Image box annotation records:
________________

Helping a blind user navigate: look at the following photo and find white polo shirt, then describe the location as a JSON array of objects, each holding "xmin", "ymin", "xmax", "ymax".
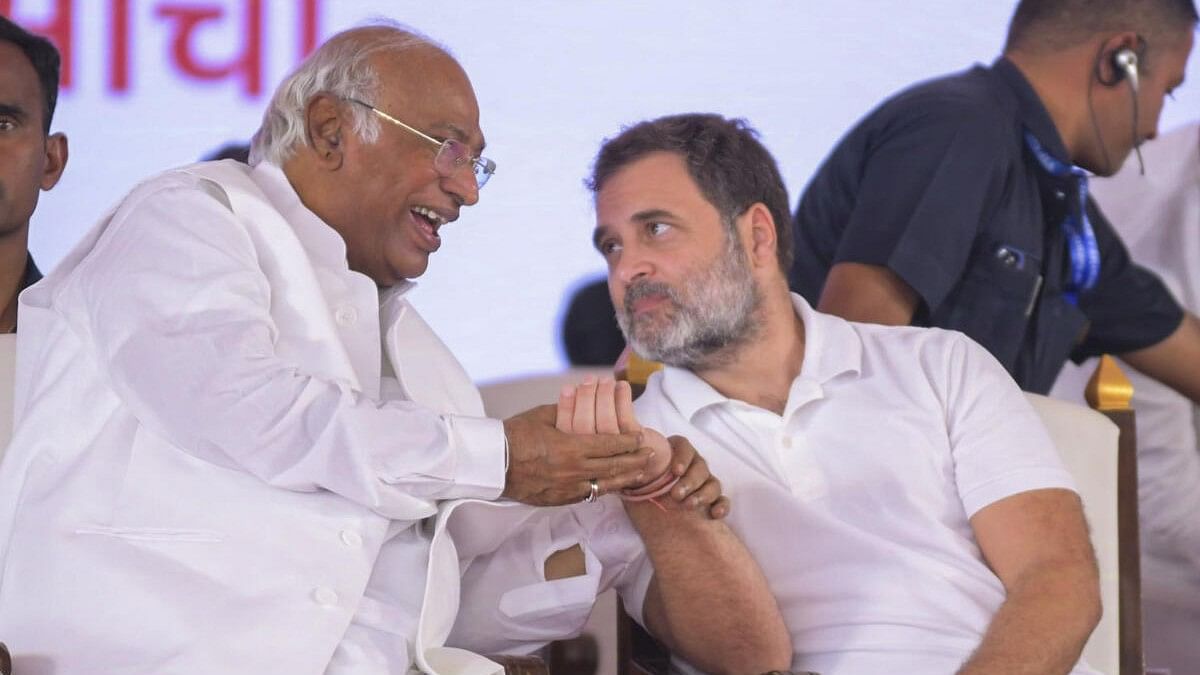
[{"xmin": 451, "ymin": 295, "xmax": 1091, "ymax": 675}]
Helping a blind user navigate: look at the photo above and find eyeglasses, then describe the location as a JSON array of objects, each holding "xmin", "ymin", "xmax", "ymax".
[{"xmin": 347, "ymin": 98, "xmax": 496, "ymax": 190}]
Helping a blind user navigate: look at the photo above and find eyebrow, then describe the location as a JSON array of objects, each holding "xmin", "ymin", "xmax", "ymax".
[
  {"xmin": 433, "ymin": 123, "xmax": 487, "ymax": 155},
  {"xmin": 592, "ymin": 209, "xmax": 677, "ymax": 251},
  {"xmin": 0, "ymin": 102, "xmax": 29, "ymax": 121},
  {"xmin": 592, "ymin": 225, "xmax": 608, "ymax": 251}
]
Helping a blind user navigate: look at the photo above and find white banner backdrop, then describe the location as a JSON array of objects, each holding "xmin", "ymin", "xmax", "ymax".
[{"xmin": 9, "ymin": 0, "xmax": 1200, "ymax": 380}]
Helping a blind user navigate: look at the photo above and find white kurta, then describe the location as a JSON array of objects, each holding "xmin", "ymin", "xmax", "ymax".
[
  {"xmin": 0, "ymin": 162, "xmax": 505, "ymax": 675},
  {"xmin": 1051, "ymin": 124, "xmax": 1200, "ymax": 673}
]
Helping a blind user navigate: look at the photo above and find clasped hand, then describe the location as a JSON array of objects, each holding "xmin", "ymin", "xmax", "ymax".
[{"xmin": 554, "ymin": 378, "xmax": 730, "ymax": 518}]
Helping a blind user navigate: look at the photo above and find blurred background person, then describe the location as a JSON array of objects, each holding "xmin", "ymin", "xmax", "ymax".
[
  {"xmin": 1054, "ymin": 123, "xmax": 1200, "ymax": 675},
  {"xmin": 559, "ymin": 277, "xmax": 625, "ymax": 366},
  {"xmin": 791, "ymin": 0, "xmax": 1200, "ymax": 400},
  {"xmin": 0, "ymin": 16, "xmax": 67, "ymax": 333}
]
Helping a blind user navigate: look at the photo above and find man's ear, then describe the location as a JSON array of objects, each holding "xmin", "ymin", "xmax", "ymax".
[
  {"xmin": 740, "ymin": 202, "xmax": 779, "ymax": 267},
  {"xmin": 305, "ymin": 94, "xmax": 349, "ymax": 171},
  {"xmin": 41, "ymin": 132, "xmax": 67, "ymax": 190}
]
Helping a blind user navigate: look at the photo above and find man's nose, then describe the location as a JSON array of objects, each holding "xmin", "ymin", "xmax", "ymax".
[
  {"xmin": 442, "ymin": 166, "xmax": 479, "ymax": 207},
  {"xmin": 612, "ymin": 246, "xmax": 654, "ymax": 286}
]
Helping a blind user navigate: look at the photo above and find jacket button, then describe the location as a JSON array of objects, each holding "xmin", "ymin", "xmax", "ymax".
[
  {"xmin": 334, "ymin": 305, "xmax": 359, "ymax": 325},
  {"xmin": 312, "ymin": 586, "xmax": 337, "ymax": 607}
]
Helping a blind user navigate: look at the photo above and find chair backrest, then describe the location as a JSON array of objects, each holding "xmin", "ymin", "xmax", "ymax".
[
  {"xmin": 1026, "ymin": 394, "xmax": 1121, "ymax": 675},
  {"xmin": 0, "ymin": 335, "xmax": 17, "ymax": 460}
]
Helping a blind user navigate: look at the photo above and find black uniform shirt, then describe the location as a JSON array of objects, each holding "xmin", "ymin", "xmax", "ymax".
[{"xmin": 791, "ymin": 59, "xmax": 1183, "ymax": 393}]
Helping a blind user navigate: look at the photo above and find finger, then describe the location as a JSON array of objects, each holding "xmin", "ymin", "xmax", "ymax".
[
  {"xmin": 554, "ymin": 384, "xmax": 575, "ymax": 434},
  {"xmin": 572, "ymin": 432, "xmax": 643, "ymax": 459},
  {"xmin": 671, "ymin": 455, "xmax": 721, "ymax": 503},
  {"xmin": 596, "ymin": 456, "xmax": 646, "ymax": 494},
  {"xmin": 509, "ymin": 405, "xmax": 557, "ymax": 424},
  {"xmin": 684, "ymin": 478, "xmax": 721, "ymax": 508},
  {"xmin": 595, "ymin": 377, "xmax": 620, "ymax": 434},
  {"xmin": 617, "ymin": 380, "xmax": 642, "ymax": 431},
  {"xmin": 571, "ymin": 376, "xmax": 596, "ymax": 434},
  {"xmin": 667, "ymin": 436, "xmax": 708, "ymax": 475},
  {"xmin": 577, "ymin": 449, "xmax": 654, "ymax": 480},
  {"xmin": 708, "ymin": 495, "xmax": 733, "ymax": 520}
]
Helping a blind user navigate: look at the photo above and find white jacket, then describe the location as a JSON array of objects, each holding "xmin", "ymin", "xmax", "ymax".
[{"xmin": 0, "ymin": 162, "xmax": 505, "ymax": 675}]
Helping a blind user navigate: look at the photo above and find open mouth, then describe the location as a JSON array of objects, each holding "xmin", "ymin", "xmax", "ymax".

________________

Problem to solve.
From the records given above, reproduce all text exactly and exclude each picture.

Solution to this task.
Helping a blind user navigate: look at the following photo and find white polo shirt, then describe the location as a JSON array of objects, each holding "xmin", "ymin", "xmax", "ymax".
[{"xmin": 451, "ymin": 295, "xmax": 1091, "ymax": 675}]
Helping a blind user navigate: look at the photo above and find eyeglasses, then describe the location as a JSON array of objects, each holding "xmin", "ymin", "xmax", "ymax".
[{"xmin": 347, "ymin": 98, "xmax": 496, "ymax": 190}]
Helping a blind user navigate: look at the photo above and find eyebrow, then describe the location as a JSON array of objects, each holding "xmin", "ymin", "xmax", "ymax".
[
  {"xmin": 433, "ymin": 123, "xmax": 487, "ymax": 155},
  {"xmin": 592, "ymin": 209, "xmax": 677, "ymax": 251},
  {"xmin": 0, "ymin": 102, "xmax": 29, "ymax": 121},
  {"xmin": 592, "ymin": 225, "xmax": 608, "ymax": 251}
]
Helping a blind user navigate: look at the photo above and find white banner backdrop, then describe the location as a JSON array of objects, each holding "xmin", "ymin", "xmax", "ymax".
[{"xmin": 9, "ymin": 0, "xmax": 1200, "ymax": 380}]
Helping a blind user navigate: look at the photo above and find white kurta, then describe the location as a JSON array of objects, each holding "xmin", "ymin", "xmax", "ymax".
[
  {"xmin": 0, "ymin": 162, "xmax": 505, "ymax": 675},
  {"xmin": 1051, "ymin": 124, "xmax": 1200, "ymax": 673}
]
Helping a blind user navigate: look at the photo above and find clasped hand, then describe the location as a JSON array of objects, each holding "xmin", "ymin", "xmax", "ymax".
[{"xmin": 554, "ymin": 378, "xmax": 730, "ymax": 518}]
Helping a blind user navigate: look at the photo above and find blurred background person, then describe the location as a JSON array of objects, each holding "xmin", "ymin", "xmax", "ymax".
[
  {"xmin": 1054, "ymin": 123, "xmax": 1200, "ymax": 675},
  {"xmin": 559, "ymin": 277, "xmax": 625, "ymax": 366},
  {"xmin": 791, "ymin": 0, "xmax": 1200, "ymax": 400},
  {"xmin": 0, "ymin": 16, "xmax": 67, "ymax": 333}
]
Helping a blind user navigate: look at the photo above and find man's ear, then describe the location as a JSON array of objects, each holding "xmin", "ymin", "xmax", "ymax".
[
  {"xmin": 740, "ymin": 202, "xmax": 779, "ymax": 267},
  {"xmin": 305, "ymin": 94, "xmax": 349, "ymax": 171},
  {"xmin": 41, "ymin": 132, "xmax": 67, "ymax": 190}
]
Helping a blind user navigate: look at the photo above and find man's nose, then describe the location as a JSON array of objects, each holding "xmin", "ymin", "xmax", "ymax".
[
  {"xmin": 442, "ymin": 166, "xmax": 479, "ymax": 207},
  {"xmin": 612, "ymin": 246, "xmax": 654, "ymax": 286}
]
Helping a blind user navigate: look at the photo above and find jacket button, then describe the location as a JSON array of objects, each holding "xmin", "ymin", "xmax", "ymax".
[
  {"xmin": 334, "ymin": 305, "xmax": 359, "ymax": 325},
  {"xmin": 312, "ymin": 586, "xmax": 337, "ymax": 607}
]
Helping a blind user navigate: look at the photo above and find chair backrest, then describe the location as a JSON array of objects, each holding "xmin", "ymin", "xmax", "ymax".
[
  {"xmin": 1026, "ymin": 394, "xmax": 1121, "ymax": 675},
  {"xmin": 0, "ymin": 335, "xmax": 17, "ymax": 460}
]
Helping a blind user navigate: look at the photo above and find black uniform shirt, then describe the location as a JSON array of objects, each holding "xmin", "ymin", "xmax", "ymax".
[{"xmin": 791, "ymin": 59, "xmax": 1183, "ymax": 393}]
Helping a blind user navigate: look at the photo above and find finger, then describe the location as a JSON array of objects, each holding "xmin", "ymin", "xmax", "ymax".
[
  {"xmin": 554, "ymin": 384, "xmax": 575, "ymax": 434},
  {"xmin": 572, "ymin": 432, "xmax": 643, "ymax": 459},
  {"xmin": 671, "ymin": 455, "xmax": 721, "ymax": 503},
  {"xmin": 596, "ymin": 456, "xmax": 646, "ymax": 494},
  {"xmin": 509, "ymin": 405, "xmax": 557, "ymax": 424},
  {"xmin": 684, "ymin": 478, "xmax": 721, "ymax": 508},
  {"xmin": 595, "ymin": 377, "xmax": 620, "ymax": 434},
  {"xmin": 617, "ymin": 380, "xmax": 642, "ymax": 431},
  {"xmin": 571, "ymin": 376, "xmax": 596, "ymax": 434},
  {"xmin": 667, "ymin": 436, "xmax": 708, "ymax": 475},
  {"xmin": 577, "ymin": 449, "xmax": 654, "ymax": 480},
  {"xmin": 708, "ymin": 495, "xmax": 733, "ymax": 520}
]
Helping a blind user navigate: look at the photo above and find white jacket, then describe the location as a JSON array of objects, each holding "xmin", "ymin", "xmax", "ymax".
[{"xmin": 0, "ymin": 162, "xmax": 505, "ymax": 675}]
Helping a blind user navigate: look at the photo above and find open mouth, then describe the location as a JSON array of objects, each holding "xmin", "ymin", "xmax", "ymax".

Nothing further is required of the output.